=== Entries supplied ===

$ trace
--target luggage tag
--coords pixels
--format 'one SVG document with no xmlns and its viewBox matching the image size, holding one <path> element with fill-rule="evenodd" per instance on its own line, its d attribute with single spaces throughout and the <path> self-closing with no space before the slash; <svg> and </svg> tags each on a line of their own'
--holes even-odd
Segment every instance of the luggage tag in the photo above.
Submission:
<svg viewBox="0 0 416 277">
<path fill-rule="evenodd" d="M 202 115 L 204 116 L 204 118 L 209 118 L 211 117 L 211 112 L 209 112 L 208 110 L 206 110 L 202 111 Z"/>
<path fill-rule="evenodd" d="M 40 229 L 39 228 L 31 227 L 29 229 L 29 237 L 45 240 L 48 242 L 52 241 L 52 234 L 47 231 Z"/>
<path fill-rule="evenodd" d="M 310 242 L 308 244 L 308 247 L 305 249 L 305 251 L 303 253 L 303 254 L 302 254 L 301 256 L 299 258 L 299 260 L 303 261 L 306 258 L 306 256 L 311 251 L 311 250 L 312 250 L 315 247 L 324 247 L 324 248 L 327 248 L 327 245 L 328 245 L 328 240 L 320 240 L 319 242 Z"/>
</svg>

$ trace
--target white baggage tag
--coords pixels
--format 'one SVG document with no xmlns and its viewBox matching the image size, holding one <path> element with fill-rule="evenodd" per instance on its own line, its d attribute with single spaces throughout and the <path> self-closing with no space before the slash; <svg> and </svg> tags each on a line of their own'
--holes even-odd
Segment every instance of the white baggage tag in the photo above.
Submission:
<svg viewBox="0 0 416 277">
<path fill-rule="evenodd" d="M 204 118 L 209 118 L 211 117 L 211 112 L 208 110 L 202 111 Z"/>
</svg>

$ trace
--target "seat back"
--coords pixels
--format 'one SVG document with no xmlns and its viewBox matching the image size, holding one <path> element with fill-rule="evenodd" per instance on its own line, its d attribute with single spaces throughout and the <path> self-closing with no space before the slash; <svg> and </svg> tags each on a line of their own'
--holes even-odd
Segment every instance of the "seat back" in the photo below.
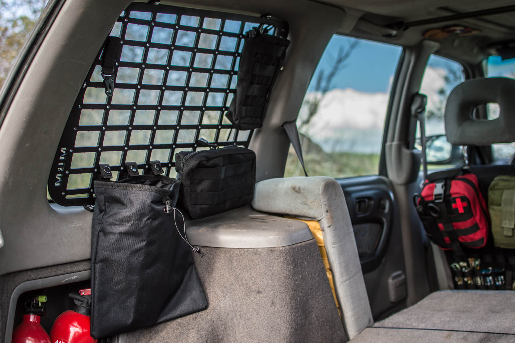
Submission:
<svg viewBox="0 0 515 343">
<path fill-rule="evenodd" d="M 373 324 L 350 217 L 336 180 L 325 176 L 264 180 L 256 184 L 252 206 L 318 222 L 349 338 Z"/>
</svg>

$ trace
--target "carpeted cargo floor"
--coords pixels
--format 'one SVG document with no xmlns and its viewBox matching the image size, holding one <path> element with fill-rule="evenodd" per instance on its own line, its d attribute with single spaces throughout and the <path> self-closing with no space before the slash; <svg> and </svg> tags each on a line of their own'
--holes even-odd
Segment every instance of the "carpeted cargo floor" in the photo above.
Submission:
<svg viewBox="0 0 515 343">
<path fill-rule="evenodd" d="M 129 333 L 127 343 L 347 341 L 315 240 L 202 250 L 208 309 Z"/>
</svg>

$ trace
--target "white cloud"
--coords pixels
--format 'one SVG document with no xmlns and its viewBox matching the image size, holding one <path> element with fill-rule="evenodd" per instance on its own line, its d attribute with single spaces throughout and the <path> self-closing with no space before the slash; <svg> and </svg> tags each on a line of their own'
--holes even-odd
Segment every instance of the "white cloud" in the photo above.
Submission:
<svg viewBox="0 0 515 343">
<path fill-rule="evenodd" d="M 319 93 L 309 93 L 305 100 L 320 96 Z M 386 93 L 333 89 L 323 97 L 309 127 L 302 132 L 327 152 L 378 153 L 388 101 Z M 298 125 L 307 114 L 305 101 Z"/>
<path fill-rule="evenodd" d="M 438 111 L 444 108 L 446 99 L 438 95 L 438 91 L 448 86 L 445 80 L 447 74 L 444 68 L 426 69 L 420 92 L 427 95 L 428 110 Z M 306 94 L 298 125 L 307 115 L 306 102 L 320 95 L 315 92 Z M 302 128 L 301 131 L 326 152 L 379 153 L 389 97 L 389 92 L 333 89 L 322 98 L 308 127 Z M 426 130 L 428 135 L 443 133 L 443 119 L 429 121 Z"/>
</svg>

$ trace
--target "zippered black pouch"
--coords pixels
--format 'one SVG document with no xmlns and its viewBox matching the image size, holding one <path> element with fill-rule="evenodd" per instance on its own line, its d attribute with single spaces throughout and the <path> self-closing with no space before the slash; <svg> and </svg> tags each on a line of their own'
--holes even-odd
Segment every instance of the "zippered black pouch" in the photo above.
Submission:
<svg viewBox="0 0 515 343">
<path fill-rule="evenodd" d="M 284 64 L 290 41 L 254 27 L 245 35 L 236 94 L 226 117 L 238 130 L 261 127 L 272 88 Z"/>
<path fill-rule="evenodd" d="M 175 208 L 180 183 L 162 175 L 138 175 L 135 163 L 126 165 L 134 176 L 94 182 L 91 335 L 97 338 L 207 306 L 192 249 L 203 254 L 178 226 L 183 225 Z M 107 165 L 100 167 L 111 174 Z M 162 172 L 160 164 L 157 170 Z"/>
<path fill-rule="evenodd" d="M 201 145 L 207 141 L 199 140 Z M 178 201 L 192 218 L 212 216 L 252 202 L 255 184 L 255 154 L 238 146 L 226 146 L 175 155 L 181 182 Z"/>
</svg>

===
=== Entries supplied ===

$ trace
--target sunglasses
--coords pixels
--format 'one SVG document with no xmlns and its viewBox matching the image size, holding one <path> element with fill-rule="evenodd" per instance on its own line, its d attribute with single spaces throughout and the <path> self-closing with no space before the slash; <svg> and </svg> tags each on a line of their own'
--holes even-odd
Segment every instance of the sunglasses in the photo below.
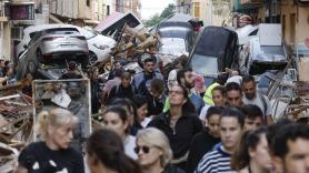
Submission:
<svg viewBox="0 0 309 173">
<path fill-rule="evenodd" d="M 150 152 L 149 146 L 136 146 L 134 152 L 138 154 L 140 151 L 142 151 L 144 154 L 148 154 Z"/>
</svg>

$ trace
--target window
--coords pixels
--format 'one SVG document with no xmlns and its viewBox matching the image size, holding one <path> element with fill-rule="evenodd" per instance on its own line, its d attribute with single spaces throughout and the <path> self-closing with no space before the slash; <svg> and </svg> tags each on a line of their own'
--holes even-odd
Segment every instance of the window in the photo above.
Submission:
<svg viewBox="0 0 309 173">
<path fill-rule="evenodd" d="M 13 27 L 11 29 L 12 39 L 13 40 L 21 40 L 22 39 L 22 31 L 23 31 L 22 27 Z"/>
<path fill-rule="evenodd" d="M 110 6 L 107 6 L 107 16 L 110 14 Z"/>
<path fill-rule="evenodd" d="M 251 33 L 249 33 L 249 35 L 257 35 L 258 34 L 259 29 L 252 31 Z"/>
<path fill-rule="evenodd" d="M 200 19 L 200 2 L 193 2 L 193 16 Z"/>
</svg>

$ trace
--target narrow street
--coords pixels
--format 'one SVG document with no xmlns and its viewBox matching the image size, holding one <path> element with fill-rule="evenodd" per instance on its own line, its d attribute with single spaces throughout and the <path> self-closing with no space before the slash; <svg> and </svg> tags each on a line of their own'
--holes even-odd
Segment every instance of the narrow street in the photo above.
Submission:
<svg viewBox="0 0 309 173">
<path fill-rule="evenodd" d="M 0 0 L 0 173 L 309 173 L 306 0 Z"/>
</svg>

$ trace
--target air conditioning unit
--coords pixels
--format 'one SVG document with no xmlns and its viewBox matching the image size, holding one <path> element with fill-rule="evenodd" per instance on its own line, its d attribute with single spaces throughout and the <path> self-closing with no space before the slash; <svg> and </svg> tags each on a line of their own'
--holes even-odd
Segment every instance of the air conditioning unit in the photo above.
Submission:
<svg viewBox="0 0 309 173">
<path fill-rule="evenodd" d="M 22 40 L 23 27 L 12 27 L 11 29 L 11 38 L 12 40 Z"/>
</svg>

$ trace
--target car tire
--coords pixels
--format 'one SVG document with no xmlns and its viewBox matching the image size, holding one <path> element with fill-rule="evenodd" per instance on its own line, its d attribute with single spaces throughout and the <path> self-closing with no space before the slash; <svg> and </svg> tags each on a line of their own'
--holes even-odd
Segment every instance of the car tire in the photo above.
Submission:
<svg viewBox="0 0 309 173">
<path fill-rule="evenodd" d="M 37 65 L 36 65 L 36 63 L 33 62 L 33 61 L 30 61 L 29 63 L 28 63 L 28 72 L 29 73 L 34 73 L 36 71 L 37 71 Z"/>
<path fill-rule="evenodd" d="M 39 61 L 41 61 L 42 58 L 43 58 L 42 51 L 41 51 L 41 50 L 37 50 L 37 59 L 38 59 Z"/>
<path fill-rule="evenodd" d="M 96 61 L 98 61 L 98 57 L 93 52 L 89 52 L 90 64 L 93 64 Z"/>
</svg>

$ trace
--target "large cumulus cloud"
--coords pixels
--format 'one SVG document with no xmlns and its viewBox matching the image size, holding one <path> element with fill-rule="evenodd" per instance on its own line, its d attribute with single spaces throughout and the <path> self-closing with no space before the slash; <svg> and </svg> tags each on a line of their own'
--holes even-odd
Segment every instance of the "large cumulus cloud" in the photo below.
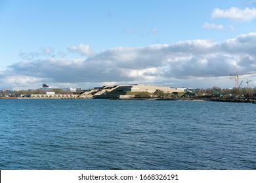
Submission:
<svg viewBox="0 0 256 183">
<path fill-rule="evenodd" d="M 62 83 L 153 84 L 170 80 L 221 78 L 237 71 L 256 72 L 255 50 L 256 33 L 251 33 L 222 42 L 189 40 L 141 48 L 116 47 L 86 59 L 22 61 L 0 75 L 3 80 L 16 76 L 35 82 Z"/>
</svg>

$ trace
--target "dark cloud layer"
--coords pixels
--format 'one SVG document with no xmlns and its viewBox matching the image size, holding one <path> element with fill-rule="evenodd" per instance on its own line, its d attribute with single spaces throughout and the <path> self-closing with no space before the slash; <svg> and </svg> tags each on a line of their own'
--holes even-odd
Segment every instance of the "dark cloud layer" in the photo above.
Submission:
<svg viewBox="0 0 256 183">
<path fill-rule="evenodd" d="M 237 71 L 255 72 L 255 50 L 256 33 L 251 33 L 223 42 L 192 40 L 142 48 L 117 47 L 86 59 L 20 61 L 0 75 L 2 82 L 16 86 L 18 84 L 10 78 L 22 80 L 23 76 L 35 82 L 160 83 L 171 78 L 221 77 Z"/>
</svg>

===
=== Entries supplied ===

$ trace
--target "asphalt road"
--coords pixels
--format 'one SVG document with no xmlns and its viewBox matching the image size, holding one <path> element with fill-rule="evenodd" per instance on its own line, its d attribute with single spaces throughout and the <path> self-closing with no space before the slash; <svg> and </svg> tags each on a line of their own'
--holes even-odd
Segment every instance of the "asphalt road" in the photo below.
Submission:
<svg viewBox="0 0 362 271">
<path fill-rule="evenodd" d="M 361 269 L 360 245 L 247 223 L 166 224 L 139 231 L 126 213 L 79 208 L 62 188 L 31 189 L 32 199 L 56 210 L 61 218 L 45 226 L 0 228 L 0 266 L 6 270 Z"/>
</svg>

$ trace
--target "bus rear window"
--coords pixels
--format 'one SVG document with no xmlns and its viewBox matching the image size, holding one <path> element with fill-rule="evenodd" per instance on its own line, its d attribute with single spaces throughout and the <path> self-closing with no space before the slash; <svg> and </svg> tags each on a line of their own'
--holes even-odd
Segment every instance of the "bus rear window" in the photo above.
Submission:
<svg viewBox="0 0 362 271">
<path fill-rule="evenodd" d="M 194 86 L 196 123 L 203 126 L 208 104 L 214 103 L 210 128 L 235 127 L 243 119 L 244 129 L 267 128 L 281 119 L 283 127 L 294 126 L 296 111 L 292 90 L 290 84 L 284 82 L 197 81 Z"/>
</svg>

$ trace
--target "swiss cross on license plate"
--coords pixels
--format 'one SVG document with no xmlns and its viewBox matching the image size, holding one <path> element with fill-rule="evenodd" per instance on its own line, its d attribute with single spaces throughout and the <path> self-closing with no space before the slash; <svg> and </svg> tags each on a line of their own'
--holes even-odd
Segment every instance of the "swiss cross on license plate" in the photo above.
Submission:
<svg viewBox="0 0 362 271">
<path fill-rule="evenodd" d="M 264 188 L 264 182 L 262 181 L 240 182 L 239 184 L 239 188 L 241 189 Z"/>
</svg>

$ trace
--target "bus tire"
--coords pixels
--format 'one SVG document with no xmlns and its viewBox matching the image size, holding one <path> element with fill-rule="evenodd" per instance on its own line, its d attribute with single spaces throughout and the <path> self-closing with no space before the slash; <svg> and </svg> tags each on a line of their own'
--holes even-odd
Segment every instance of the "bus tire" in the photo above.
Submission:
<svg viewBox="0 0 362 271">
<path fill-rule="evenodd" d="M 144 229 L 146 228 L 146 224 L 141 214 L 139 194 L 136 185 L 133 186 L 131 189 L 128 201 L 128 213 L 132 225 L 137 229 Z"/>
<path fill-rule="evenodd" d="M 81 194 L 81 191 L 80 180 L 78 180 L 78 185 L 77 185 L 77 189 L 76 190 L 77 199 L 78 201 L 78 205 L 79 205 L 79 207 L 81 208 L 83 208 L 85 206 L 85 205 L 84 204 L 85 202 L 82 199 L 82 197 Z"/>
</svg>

===

Please collect every line in the records that contains the string "floor", and copy each such line in full.

• _The result_:
--target "carpeted cargo floor"
Segment every instance of the "carpeted cargo floor" in the photo above.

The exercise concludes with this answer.